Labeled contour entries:
----

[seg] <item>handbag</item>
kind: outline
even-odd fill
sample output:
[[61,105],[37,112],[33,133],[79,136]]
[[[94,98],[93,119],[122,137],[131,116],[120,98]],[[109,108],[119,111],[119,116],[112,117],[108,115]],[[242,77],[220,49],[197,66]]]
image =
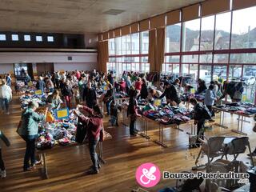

----

* _TASK OBJECTIVE_:
Transcribe every line of the entries above, leaving out the pictures.

* _TASK RESULT_:
[seg] <item>handbag</item>
kind: outline
even-odd fill
sample output:
[[61,105],[37,112],[33,133],[79,136]]
[[[94,98],[93,119],[122,137],[131,116],[120,98]],[[109,108],[119,111],[119,116],[112,117],[108,115]],[[242,77],[220,49],[197,66]]]
image =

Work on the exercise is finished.